• TO DO
Transcribe the court decision below from "The Defendants were" up to and including "710.20 and 710.30.".

• SUPPLIED PASSAGE

• • • • • • •

HON. FRANK A. SEDITA III, District Attorney of Erie County, BY: EUGENE PARTRIDGE, ESQ., 25 Delaware Avenue, Buffalo, New York 14202
SUSAN M. KARALUS, ESQ., (Attorney for Lamar Davis), 206 Culpepper Road, Williamsville, New York 14221
MARY BETH DEPASQUALE, ESQ., (Attorney for Joseph Roland, Jr.), 5488 Sheridan Drive, Suite 500, Williamsville, New York 14221
Michael F. Pietruszka, J.
The Defendants were indicted by an Erie County Grand Jury on three counts: (1) Criminal Possession of a Weapon in the Second Degree in violation of Penal Law (PL) Section 265.03(3), 20.00 ; (2) Criminal Possession of a Firearm in the Third Degree in violation of PL Section 265.11(2); and (3) Criminal Possession of a Controlled Substance in the Fifth Degree in violation of PL Section 220.06(5).
Both Defendants requested a hearing seeking both the suppression of the physical evidence, i.e. loaded revolver, five live rounds of ammunition and cocaine recovered from the Defendant Davis' vehicle and person, as well as their statements, based upon an illegal stop, search and seizure in violation of Criminal Procedure Law (CPL) Sections 710.20 and 710.30.
The hearings were commenced on August 25, 2015, continued on September 1, 2015 and concluded on September 2, 2015.
Post-hearing Memoranda of Law were submitted by Susan M. Karalus, Esq. on behalf of Defendant Davis, by Mary Beth DiPasquale, Esq. on behalf of Defendant Roland, and by Eugene Partridge, Esq. on behalf of the People.
FINDINGS OF FACT
On November 2, 2014, at approximately 11:20 p.m., Buffalo Police Officers Michael Acquino and Mark Hamilton were on routine patrol with his partner in the vicinity of 648 Lisbon Avenue in the City of Buffalo, County of Erie, State of New York. Officer Hamilton was driving the patrol vehicle and Officer Acquino was in the passenger seat. Officer Darren McDuffie was driving behind their vehicle in tandem. The officers were in uniform and in a marked police vehicle. Officer Acquino testified that his attention was drawn to a vehicle which was not running and was parked in front of 648 Lisbon Avenue. The vehicle was blocking the driveway, in such a manner as there was no way for another vehicle to get past this vehicle into the driveway. (6; 17; 19; 25–26; 56; 93, numbers in parenthesis refer to pages of the hearing transcript). Officer Acquino testified that his purpose for exiting and approaching Defendant Davis' vehicle was to investigate why the vehicle was blocking the driveway. (13)
Officer Acquino testified that his patrol vehicle stopped a little in front of Defendant Davis' vehicle, but not in a way which would have prevented him from pulling forward and driving away. The vehicle occupied by the Defendants was not boxed in at all and no attempt was made by Defendant Davis to move his vehicle. (12; 75)
Officer Acquino observed the vehicle for approximately ten seconds prior to approaching. During that time, he did not observe anyone enter or leave the vehicle, nor did it appear that any one was being dropped off. Officer Acquino exited his vehicle to investigate, approaching the driver's side of the vehicle. The vehicle contained two occupants, Defendant Davis was seated in the driver's seat and Defendant Roland was in the passenger seat. Officer Acquino made an in-court identification of each Defendant. (7–8;11) Neither the lights or siren were activated on either police vehicle prior to the approach of the officers. (37; 113)

• • • • • • •

Image object location entries:
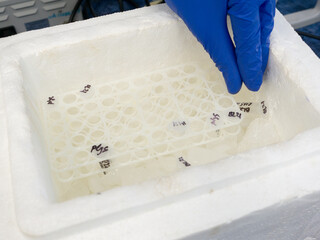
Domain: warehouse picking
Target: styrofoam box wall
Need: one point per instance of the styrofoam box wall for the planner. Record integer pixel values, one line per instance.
(118, 46)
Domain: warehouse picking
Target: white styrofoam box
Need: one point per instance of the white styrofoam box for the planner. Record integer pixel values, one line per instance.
(34, 64)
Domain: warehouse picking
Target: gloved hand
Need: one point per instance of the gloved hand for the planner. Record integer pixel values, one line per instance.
(252, 23)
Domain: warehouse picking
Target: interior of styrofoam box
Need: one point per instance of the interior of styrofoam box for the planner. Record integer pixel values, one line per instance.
(105, 117)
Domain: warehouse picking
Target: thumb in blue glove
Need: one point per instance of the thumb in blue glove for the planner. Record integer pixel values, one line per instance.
(252, 23)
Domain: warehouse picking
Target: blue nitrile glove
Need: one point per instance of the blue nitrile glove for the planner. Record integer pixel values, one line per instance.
(252, 23)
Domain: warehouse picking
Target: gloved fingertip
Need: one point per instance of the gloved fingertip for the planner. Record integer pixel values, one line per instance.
(234, 83)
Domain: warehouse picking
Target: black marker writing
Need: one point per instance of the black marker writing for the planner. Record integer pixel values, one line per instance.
(99, 148)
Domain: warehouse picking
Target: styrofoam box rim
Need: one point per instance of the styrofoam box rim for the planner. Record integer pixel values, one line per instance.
(31, 207)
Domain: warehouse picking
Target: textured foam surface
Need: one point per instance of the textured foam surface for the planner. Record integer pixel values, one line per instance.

• • • • • • •

• SOLVED EXERCISE
The Defendants were indicted by an Erie County Grand Jury on three counts: (1) Criminal Possession of a Weapon in the Second Degree in violation of Penal Law (PL) Section 265.03(3), 20.00 ; (2) Criminal Possession of a Firearm in the Third Degree in violation of PL Section 265.11(2); and (3) Criminal Possession of a Controlled Substance in the Fifth Degree in violation of PL Section 220.06(5).
Both Defendants requested a hearing seeking both the suppression of the physical evidence, i.e. loaded revolver, five live rounds of ammunition and cocaine recovered from the Defendant Davis' vehicle and person, as well as their statements, based upon an illegal stop, search and seizure in violation of Criminal Procedure Law (CPL) Sections 710.20 and 710.30.